# Set problem
The records that follow need to be output exactly as they are.

# Records supplied
++++++++++++++++++++

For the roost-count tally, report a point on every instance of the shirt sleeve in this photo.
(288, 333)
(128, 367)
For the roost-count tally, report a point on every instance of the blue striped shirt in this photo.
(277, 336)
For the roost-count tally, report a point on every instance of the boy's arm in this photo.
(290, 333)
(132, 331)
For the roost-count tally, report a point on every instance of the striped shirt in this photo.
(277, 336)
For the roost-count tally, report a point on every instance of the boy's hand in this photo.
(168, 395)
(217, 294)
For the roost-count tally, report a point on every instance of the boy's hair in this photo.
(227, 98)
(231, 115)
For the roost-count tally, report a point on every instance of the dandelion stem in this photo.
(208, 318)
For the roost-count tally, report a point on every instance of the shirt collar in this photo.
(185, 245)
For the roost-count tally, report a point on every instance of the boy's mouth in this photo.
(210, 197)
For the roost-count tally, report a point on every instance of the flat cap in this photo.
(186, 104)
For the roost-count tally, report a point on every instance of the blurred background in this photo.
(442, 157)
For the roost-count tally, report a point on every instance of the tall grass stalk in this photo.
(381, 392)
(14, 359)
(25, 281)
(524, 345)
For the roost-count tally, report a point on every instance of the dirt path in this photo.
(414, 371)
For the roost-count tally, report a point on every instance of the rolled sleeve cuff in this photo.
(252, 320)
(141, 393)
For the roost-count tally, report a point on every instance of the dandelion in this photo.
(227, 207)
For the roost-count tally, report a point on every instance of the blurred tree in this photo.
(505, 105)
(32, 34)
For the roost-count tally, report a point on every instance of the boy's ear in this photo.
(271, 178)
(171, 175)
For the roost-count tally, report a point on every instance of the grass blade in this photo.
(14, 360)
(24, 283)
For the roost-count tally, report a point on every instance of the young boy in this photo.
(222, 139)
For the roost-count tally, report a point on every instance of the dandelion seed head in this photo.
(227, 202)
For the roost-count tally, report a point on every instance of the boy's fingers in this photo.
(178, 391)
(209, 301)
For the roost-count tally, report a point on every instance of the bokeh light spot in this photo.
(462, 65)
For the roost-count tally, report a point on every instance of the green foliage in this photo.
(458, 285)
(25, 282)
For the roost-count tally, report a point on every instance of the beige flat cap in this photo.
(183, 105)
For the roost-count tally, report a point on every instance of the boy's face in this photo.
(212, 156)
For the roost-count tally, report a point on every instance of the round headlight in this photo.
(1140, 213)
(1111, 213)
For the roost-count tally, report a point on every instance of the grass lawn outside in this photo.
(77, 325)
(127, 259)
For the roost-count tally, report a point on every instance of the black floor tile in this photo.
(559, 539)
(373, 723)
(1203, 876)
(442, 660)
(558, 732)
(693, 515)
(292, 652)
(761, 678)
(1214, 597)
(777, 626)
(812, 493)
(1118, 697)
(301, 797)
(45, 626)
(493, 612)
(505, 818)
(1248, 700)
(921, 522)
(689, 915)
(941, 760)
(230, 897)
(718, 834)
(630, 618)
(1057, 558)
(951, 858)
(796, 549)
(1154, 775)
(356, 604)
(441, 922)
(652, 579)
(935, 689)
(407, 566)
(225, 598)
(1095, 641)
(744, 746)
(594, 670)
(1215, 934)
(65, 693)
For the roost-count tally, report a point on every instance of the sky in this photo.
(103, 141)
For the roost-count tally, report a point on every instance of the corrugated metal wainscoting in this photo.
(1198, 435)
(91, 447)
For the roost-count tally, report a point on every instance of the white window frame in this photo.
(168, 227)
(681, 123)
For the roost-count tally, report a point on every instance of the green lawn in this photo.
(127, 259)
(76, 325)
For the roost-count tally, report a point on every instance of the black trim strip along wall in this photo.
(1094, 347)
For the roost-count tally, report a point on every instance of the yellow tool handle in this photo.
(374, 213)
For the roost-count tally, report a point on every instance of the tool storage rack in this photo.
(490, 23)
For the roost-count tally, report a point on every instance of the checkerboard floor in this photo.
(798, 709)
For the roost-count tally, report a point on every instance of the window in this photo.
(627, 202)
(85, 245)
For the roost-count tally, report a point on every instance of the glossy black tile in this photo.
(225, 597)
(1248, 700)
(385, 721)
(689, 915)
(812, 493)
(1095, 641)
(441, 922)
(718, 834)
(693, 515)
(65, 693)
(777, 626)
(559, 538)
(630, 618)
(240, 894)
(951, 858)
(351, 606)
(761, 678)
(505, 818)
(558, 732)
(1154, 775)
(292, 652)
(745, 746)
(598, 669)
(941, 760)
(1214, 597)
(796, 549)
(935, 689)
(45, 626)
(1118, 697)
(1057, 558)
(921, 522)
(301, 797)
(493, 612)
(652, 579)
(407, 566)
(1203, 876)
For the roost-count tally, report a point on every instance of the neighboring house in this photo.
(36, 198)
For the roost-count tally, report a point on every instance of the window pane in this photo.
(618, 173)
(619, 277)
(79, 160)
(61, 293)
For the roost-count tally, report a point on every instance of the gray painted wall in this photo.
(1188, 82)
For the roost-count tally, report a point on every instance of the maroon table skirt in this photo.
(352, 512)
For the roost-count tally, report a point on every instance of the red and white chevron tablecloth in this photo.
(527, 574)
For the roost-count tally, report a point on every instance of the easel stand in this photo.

++++++++++++++++++++

# Exercise result
For the roost-count tally, report a point on every instance of the shirt sleeve in this photo.
(288, 333)
(128, 367)
For the roost-count tally, report a point on every instance of the blue striped shirt in this photo.
(277, 336)
For the roost-count tally, report a point on every instance of the boy's arm in this photo.
(290, 333)
(132, 331)
For the roost-count tally, report a point on every instance of the striped shirt in this photo.
(277, 336)
For the roost-count tally, report a point on every instance of the boy's hand in this photo.
(168, 395)
(217, 294)
For the roost-count tally, report a point on every instance of the boy's hair in this photo.
(227, 98)
(231, 115)
For the roost-count tally, report a point on every instance of the dandelion stem in this photo.
(208, 318)
For the roost-count tally, report a point on every instance of the shirt collar in this photo.
(185, 245)
For the roost-count tally, report a point on every instance of the boy's mouth in this photo.
(210, 197)
For the roost-count tally, report a point on every instance of the flat cap in this photo.
(186, 104)
For the roost-count tally, report a point on every instance of the blurred background in this photo.
(442, 157)
For the roost-count tally, report a point on every instance of the tall grass stalk in this photo.
(381, 392)
(14, 359)
(25, 281)
(524, 345)
For the roost-count tally, report a point on every instance of the dirt path in this photo.
(414, 371)
For the roost-count tally, report a point on every instance of the rolled sleeve cuff in this photo.
(252, 320)
(141, 393)
For the roost-count tally, report a point on every instance of the dandelion in this photo.
(227, 207)
For the roost-count tally, report a point on every instance of the blurred tree in this photo.
(505, 105)
(32, 34)
For the roost-count tally, report a point on every instance of the boy's ear in this photo.
(271, 178)
(171, 175)
For the roost-count tally, report a point on every instance of the grass blade in this photo.
(14, 360)
(24, 283)
For the roost-count tally, report a point on every instance of the young boy in this photo.
(222, 139)
For the roost-count tally, report a point on every instance of the dandelion seed head in this photo.
(227, 202)
For the roost-count tally, report a point on every instance of the boy's fingers in this photo.
(178, 391)
(209, 301)
For the roost-count tally, report a point on every instance of the bokeh light spot in this photo.
(462, 65)
For the roost-count tally, report a point on every instance of the green foliage in this photo.
(458, 285)
(25, 282)
For the roost-count tally, report a point on every instance of the beige flat cap in this photo.
(183, 105)
For the roost-count tally, report a point on every instance of the boy's face in this photo.
(212, 156)
For the roost-count tally, report a point on every instance of the round headlight in this photo.
(1140, 213)
(1111, 213)
For the roost-count tally, report a point on every instance of the grass lawn outside in this photo.
(77, 325)
(127, 259)
For the roost-count tally, report a point on every instance of the black floor tile in this photo.
(559, 539)
(373, 723)
(1203, 876)
(442, 660)
(558, 732)
(693, 515)
(292, 652)
(761, 678)
(1214, 597)
(777, 626)
(812, 493)
(1118, 697)
(301, 797)
(45, 626)
(493, 612)
(505, 818)
(1248, 700)
(921, 522)
(689, 915)
(941, 760)
(230, 897)
(718, 834)
(630, 618)
(1057, 558)
(951, 858)
(796, 549)
(1154, 775)
(356, 604)
(441, 922)
(652, 579)
(935, 689)
(407, 566)
(225, 598)
(1095, 641)
(744, 746)
(594, 670)
(1215, 934)
(65, 693)
For the roost-count tally, report a point on every instance of the sky in this photo.
(103, 141)
For the roost-count tally, report a point on every instance of the corrugated metal wainscoting in this photo.
(1198, 435)
(91, 447)
For the roost-count tally, report a point on every instance of the white window frame in this photo.
(168, 227)
(681, 123)
For the roost-count tally, report a point on every instance of the green lawn in this photo.
(127, 259)
(76, 325)
For the roost-count tally, report a point on every instance of the black trim strip along wall in this photo.
(1094, 347)
For the roost-count tally, report a point on every instance of the yellow tool handle in this photo.
(374, 213)
For the roost-count tally, report a point on every instance of the tool storage rack in this photo.
(490, 23)
For the roost-count tally, report a point on every instance of the checkerboard floor in this photo.
(798, 709)
For the roost-count tally, report a point on every instance of the window in this photo.
(627, 202)
(85, 245)
For the roost-count tally, report a point on every instance of the glossy black tile in this photo.
(225, 597)
(1248, 700)
(385, 721)
(689, 915)
(812, 493)
(1095, 641)
(441, 922)
(718, 834)
(693, 515)
(65, 693)
(777, 626)
(559, 538)
(630, 618)
(240, 894)
(951, 858)
(351, 606)
(761, 678)
(505, 818)
(558, 732)
(1154, 775)
(292, 652)
(745, 746)
(598, 669)
(941, 760)
(1214, 597)
(796, 549)
(935, 689)
(45, 626)
(1118, 697)
(1057, 558)
(921, 522)
(301, 797)
(493, 612)
(652, 579)
(407, 566)
(1203, 876)
For the roost-count tally, report a point on every instance of the neighboring house in this photo.
(36, 198)
For the roost-count tally, report a point on every instance of the window pane in this photo.
(618, 173)
(619, 277)
(79, 160)
(61, 293)
For the roost-count tally, report a point on every instance of the gray painted wall in this photo.
(1188, 82)
For the roost-count tally, report a point on every instance of the maroon table skirt in this photo.
(352, 512)
For the roost-count tally, report a point on every instance of the red and white chevron tablecloth in this photo.
(527, 574)
For the roost-count tally, report a point on every instance of the easel stand in this photo.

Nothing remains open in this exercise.